• _Task to carry out_:
Set down the data below exactly; pictures stay out.
* * *
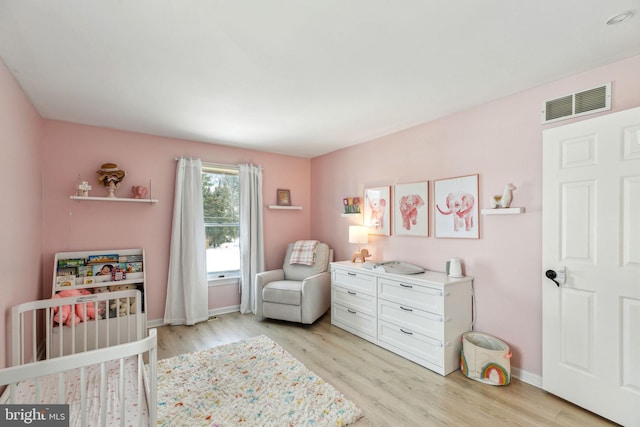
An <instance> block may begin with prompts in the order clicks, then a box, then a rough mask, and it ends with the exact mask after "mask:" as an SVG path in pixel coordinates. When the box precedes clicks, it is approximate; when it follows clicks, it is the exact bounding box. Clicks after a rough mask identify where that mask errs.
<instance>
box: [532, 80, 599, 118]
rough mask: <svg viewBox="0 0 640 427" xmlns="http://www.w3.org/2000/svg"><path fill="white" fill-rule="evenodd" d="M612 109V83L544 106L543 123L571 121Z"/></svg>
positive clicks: (546, 104)
mask: <svg viewBox="0 0 640 427" xmlns="http://www.w3.org/2000/svg"><path fill="white" fill-rule="evenodd" d="M610 109H611V82H609V83H607V84H605V85H603V86H598V87H594V88H593V89H587V90H584V91H582V92H576V93H572V94H571V95H566V96H563V97H561V98H556V99H552V100H550V101H545V102H544V103H543V104H542V123H551V122H555V121H557V120H565V119H570V118H572V117H579V116H584V115H585V114H593V113H597V112H600V111H607V110H610Z"/></svg>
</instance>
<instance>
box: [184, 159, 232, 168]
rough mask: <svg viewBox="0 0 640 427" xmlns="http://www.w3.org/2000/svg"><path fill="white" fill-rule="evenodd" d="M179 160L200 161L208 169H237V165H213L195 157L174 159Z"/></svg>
mask: <svg viewBox="0 0 640 427" xmlns="http://www.w3.org/2000/svg"><path fill="white" fill-rule="evenodd" d="M180 159H185V160H200V161H201V162H202V164H203V165H206V166H210V167H214V168H215V167H218V168H237V167H238V165H226V164H224V163H213V162H206V161H204V160H201V159H198V158H197V157H176V158H175V160H176V161H178V160H180Z"/></svg>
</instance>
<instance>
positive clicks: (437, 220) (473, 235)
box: [433, 174, 480, 239]
mask: <svg viewBox="0 0 640 427" xmlns="http://www.w3.org/2000/svg"><path fill="white" fill-rule="evenodd" d="M433 190H434V191H433V192H434V205H435V209H434V224H435V227H434V228H435V237H452V238H462V239H478V238H480V232H479V230H480V227H479V224H478V220H479V215H478V214H479V207H478V175H477V174H476V175H467V176H460V177H456V178H447V179H439V180H436V181H434V186H433Z"/></svg>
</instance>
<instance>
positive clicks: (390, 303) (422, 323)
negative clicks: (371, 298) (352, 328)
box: [378, 299, 444, 341]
* * *
• _Task output_:
An <instance> block may begin with prompts in the order clicks, then a box, then a rough mask, and it ends with the exact mask after "mask:" as an SVG path in pixel coordinates. When the box precedes clicks, it is approximate; when it follows clicks, it is the exact bounding box. Clicks after a rough mask identify where that mask errs.
<instance>
box: [532, 80, 599, 118]
rough mask: <svg viewBox="0 0 640 427" xmlns="http://www.w3.org/2000/svg"><path fill="white" fill-rule="evenodd" d="M612 109V83L544 106L543 123L571 121Z"/></svg>
positive clicks: (546, 104)
mask: <svg viewBox="0 0 640 427" xmlns="http://www.w3.org/2000/svg"><path fill="white" fill-rule="evenodd" d="M610 109H611V82H609V83H607V84H605V85H603V86H598V87H594V88H593V89H587V90H584V91H582V92H576V93H572V94H571V95H566V96H563V97H561V98H556V99H552V100H550V101H545V102H544V103H543V104H542V123H551V122H555V121H557V120H565V119H570V118H572V117H579V116H584V115H585V114H593V113H597V112H600V111H607V110H610Z"/></svg>
</instance>
<instance>
box: [184, 159, 232, 168]
rough mask: <svg viewBox="0 0 640 427" xmlns="http://www.w3.org/2000/svg"><path fill="white" fill-rule="evenodd" d="M179 160L200 161L208 169H237V165H213L195 157L174 159Z"/></svg>
mask: <svg viewBox="0 0 640 427" xmlns="http://www.w3.org/2000/svg"><path fill="white" fill-rule="evenodd" d="M180 159H185V160H200V161H201V162H202V164H203V165H206V166H210V167H214V168H215V167H218V168H237V167H238V165H226V164H224V163H213V162H206V161H204V160H201V159H198V158H197V157H176V158H175V160H176V161H178V160H180Z"/></svg>
</instance>
<instance>
positive clicks: (437, 220) (473, 235)
box: [433, 174, 480, 239]
mask: <svg viewBox="0 0 640 427" xmlns="http://www.w3.org/2000/svg"><path fill="white" fill-rule="evenodd" d="M433 190H434V191H433V192H434V205H435V209H434V224H435V227H434V228H435V237H452V238H462V239H478V238H480V232H479V230H480V227H479V224H478V220H479V215H478V214H479V207H478V175H477V174H476V175H467V176H460V177H456V178H447V179H439V180H436V181H434V186H433Z"/></svg>
</instance>
<instance>
positive clicks: (390, 303) (422, 323)
negative clicks: (371, 298) (352, 328)
box: [378, 299, 444, 341]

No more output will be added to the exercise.